Segment Start: Excerpted passage
In his service there, he remembers doing some things a little differently than they'd been done before. The Marine Corps made more food than was necessary, Taber said, and normally, whatever was left over was taken out to sea and dumped.

Taber knew the Japanese were starving, so he made sure the garbage scows dumped their contents on the beach so the starving Japanese could scavenge the food — which they did, in great numbers.

During the war, Taber was planning what he'd do when he returned to civilian life. He wanted to pursue his master's degree and hoped to secure Aldo Leopold, already a well-known environmentalist, as his mentor at the University of Wisconsin.

Leopold told Taber that he couldn't take on any new students, but Taber decided to come to Wisconsin to study wildlife biology anyway.

His persistence paid off. He did end up working with Leopold, studying pheasant breeding behavior in the state of California for his master's degree. Leopold, Taber says, was an "excellent naturalist observer" who liked to hunt and fish, as well as an excellent writer.

Unfortunately, Leopold died in Taber's second year there.

Taber finished his master's degree and in 1951 completed his Ph.D. at the University of California at Berkeley, where he had done his undergraduate work. During that time, he was working as a research zoologist for the California Forest and Range Experiment Station. In 1955, he began his academic career as a zoology professor at the University of California at Berkeley.

In the 1950s, Taber spent a summer in an Eskimo village, and wrote a magazine article about his experience.

"Everything they did was dependent on the ice," he said. Over the past 50 years, this village has completely lost its way of life due to climate change, he says.

Later, when he was working at the University of Montana, Taber went to Pakistan as a Fulbright research professor with his family — including daughter Kathy, who was 12 at the time. There he studied wild boars.

In 1968, he became a professor of forest zoology and wildlife science at the University of Washington in Seattle, where he stayed until 1985, when he retired.
Segment End: Excerpted passage
Segment Start: Data for review
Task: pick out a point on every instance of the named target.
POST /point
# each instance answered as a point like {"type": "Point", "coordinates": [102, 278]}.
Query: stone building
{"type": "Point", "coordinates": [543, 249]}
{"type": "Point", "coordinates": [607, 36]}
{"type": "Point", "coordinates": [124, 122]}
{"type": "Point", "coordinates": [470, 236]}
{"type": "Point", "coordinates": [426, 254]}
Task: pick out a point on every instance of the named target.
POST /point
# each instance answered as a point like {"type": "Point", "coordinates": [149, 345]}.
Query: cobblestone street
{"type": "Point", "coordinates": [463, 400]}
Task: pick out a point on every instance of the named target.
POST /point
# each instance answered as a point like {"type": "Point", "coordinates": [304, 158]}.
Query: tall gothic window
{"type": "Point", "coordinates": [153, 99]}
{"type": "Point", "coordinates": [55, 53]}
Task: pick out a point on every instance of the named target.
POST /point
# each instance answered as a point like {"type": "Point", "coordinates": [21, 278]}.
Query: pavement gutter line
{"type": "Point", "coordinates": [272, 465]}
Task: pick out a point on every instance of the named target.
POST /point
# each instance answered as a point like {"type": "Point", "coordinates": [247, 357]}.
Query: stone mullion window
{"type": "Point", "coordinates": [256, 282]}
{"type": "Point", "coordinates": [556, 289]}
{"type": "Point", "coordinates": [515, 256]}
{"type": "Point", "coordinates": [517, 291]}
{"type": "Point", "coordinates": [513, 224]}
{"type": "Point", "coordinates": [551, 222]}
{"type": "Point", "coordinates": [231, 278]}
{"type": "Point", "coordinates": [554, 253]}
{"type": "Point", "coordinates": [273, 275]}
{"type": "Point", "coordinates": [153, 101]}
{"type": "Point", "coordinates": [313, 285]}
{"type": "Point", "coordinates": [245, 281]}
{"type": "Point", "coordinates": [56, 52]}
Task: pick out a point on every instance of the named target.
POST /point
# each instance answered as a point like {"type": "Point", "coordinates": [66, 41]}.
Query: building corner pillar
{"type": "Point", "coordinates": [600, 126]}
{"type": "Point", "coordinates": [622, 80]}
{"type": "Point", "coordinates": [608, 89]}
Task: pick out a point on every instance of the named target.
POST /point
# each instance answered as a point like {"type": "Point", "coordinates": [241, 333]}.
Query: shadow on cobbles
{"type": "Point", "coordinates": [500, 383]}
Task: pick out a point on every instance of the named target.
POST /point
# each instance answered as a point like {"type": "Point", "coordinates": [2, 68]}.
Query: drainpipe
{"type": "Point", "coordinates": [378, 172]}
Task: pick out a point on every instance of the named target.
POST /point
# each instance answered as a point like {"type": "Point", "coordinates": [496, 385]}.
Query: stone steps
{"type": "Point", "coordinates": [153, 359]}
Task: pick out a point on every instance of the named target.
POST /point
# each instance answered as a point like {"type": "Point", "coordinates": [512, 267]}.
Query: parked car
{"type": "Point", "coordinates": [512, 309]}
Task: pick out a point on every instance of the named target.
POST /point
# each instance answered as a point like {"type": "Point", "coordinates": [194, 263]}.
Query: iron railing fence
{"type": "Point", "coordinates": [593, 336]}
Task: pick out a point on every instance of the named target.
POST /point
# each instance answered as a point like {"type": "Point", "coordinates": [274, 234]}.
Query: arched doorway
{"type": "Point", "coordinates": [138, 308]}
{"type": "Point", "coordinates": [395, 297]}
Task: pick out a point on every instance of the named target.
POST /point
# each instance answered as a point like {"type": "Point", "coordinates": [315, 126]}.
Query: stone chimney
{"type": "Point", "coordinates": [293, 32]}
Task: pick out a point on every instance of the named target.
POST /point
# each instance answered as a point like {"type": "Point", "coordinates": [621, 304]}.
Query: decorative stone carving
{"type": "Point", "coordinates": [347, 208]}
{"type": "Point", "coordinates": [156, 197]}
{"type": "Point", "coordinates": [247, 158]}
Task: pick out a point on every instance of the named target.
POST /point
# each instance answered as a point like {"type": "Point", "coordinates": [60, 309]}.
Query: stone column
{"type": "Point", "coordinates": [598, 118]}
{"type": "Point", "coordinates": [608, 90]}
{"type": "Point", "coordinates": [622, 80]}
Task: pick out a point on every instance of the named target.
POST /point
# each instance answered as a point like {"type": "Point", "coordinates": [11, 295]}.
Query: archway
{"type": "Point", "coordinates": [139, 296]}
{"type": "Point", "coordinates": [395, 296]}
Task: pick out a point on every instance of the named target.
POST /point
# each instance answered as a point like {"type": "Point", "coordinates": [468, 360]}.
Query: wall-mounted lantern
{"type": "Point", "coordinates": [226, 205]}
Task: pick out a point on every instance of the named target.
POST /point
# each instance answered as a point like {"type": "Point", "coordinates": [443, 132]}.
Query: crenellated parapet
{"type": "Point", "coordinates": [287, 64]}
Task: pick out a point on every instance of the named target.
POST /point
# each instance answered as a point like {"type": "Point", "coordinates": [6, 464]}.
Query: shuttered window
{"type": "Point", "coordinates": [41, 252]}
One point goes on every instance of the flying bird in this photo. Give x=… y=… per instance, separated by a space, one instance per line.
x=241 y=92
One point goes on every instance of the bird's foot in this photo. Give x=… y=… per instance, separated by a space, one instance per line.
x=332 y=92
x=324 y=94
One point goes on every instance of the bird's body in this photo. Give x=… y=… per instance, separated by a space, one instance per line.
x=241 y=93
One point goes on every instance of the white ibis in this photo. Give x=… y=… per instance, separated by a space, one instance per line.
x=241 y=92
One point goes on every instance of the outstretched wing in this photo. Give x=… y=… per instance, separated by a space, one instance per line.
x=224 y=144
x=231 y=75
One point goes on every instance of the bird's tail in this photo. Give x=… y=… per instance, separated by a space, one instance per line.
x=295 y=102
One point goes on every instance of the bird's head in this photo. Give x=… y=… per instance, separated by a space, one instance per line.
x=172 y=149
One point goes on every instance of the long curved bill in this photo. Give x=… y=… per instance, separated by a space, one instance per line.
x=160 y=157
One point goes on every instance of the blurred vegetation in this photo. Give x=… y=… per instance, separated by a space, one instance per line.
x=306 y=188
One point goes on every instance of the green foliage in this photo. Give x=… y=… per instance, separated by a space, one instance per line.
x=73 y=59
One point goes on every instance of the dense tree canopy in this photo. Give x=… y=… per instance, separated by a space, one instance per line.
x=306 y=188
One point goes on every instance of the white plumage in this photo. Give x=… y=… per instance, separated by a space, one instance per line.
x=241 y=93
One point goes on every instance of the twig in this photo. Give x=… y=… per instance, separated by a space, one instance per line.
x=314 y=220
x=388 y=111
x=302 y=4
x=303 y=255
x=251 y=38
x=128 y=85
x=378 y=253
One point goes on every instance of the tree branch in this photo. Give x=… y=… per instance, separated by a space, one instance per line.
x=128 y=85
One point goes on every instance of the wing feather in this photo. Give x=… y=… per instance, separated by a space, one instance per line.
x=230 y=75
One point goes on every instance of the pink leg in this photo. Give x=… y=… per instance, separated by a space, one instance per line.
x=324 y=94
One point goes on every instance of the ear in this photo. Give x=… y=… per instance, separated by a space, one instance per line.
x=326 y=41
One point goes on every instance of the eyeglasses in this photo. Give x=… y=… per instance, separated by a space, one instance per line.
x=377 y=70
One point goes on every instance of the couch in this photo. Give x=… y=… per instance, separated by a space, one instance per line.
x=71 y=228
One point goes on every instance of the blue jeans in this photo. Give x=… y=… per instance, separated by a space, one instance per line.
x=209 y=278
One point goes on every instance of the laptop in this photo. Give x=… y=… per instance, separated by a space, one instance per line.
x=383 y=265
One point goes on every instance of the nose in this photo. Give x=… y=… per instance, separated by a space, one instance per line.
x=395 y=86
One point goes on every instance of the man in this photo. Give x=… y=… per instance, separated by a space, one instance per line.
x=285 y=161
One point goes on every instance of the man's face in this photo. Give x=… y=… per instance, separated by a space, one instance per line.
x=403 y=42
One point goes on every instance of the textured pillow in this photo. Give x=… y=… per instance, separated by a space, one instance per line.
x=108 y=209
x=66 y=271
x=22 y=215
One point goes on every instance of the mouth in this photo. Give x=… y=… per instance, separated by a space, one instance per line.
Segment End: Data for review
• Exercise tasks:
(1) According to the passage about Taber, what animals did he study in Pakistan?
(2) Quote the passage about Taber, starting at "Leopold told Taber" and ending at "California at Berkeley.".

• Solutions to the tasks:
(1) Wild boars.

(2)
Leopold told Taber that he couldn't take on any new students, but Taber decided to come to Wisconsin to study wildlife biology anyway.

His persistence paid off. He did end up working with Leopold, studying pheasant breeding behavior in the state of California for his master's degree. Leopold, Taber says, was an "excellent naturalist observer" who liked to hunt and fish, as well as an excellent writer.

Unfortunately, Leopold died in Taber's second year there.

Taber finished his master's degree and in 1951 completed his Ph.D. at the University of California at Berkeley, where he had done his undergraduate work. During that time, he was working as a research zoologist for the California Forest and Range Experiment Station. In 1955, he began his academic career as a zoology professor at the University of California at Berkeley.